> TEXT BLOCK:
□ □ □ □

TODAY would have been Anthony H Wilson’s 67th birthday.

Growing up with a Mancunian mother and living close enough to the city for a Saturday afternoon outing, Manchester has always been a massive part of my life, and now studying in Salford, it truly is home.

Although too young to remember Tony Wilson commanding a Granada Reports audience or gracing the floor of his Hacienda, for a very long time I have understood just how much Mr Manchester meant to our city, and how much at least I am indebted to his service to Cottonopolis.

So, who was Tony Wilson?

Born in Salford in 1950, Wilson went on to become a cultural icon.

A talented broadcaster and journalist, he began working as a news reporter on Granada Reports before presenting music and culture programme So It Goes, which Wilson used to showcase talent from across the region. After seeing The Sex Pistols at Manchester’s Lesser Free Trade Hall, which he later described as “nothing short of an epiphany”, Wilson booked the punk band for their first TV appearance.

□ □ □ □

> EXTRACTED DATA:
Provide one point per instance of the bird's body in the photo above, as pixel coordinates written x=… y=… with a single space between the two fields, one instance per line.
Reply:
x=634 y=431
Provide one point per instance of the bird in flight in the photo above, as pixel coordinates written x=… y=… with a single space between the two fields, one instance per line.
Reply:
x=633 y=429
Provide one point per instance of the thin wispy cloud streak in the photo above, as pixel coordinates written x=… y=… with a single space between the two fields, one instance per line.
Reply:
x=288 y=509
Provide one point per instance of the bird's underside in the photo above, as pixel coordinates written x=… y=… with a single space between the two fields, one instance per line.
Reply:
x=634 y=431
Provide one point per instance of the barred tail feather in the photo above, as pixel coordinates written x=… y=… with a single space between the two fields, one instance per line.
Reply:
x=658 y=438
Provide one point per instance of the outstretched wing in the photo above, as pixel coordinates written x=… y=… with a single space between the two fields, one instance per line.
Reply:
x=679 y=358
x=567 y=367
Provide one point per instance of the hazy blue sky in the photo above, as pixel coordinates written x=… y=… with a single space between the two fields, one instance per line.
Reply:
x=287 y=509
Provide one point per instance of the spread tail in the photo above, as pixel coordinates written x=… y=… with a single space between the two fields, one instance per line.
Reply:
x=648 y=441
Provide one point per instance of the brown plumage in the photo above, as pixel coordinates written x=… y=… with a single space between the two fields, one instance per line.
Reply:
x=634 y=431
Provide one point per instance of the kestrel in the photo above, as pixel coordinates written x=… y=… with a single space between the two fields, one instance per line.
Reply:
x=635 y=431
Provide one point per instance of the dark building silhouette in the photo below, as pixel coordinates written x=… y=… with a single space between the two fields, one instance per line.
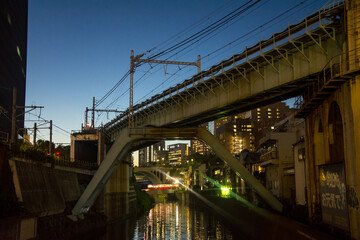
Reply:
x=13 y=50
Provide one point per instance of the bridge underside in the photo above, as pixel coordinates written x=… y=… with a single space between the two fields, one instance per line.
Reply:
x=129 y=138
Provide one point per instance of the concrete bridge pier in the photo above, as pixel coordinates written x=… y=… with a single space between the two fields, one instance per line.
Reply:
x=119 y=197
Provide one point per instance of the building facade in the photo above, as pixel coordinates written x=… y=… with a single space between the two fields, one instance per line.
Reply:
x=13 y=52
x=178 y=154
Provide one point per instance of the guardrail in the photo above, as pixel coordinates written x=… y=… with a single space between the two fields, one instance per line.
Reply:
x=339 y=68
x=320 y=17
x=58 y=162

□ □ □ □

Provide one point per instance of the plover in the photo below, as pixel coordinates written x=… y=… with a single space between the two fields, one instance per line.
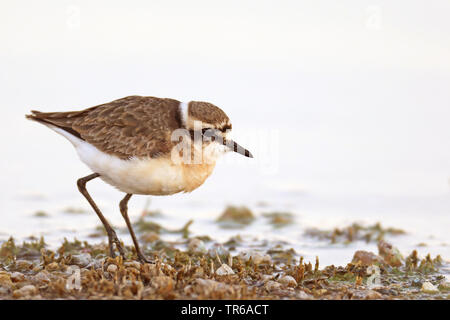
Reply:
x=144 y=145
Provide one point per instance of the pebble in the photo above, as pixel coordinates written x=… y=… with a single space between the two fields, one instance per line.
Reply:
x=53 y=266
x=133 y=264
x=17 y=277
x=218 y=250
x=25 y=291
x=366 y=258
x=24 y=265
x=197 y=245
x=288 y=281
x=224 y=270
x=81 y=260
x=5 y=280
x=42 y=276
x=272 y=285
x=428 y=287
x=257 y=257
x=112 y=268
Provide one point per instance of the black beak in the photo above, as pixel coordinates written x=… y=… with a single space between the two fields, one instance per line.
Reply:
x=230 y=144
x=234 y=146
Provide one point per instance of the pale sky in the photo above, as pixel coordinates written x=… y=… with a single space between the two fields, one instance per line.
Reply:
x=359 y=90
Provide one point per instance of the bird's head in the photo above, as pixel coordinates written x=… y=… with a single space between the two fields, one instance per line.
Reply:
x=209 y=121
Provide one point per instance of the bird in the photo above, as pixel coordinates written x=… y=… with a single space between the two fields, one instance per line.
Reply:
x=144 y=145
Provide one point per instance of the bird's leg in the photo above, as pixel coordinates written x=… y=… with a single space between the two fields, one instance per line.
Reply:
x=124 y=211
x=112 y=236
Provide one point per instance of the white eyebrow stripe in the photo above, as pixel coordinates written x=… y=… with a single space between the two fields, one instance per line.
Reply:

□ □ □ □

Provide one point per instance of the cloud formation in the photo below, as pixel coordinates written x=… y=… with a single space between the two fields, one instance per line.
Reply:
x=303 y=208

□ □ □ □

> WHAT YOU WILL DO:
**A.** According to the piece on Tony Wilson, where did he see The Sex Pistols?
**B.** Carry on the piece on Tony Wilson from its last sentence.
The lines above can be set aside, since nothing here depends on them.

> ANSWERS GIVEN:
**A.** At Manchester's Lesser Free Trade Hall.

**B.**
Wilson went on to be lead anchor of Granada Reports throughout the 1980s and 1990s, a position most from the North West remember him in fondly.

However, it’s Wilson’s championing of Manchester’s music scene that gets the respect which launches him into a position of almost mythology. Co-founder of the legendary and profoundly Mancunian Factory Records, Wilson backed bands such as Joy Division, Happy Mondays and New Order to name just a few.

Factory Records opened the now defunct-yet-dreamed-about Hacienda club in 1982.

At the epicentre of the Madchester years, the former warehouse hosted bands and DJs, who then often went on to be bands or DJs! Visits to the club undoubtedly inspired people like Tim Burgess of The Charlatans, Daft Punk, The Chemical Brothers and the Gallagher brothers.

DJs Dave Haslam and Mike Pickering were at the forefront, playing records sending shockwaves down Whitworth Street, before the club lead the wave of the Acid House era in the 90s.

Funded by the sales of New Order records, the Hacienda struggled to keep up with the shifting trends of nightlife in the city as well as constant security troubles, and hosted its last dance in June 1997.

Steve Coogan starred as Wilson in the film 24 Hour Party People, a semi-fictionalised version of Wilson’s life and the Factory era.

Wilson developed cancer and passed away tragically from a sudden heart attack in August 2007, almost ten years ago.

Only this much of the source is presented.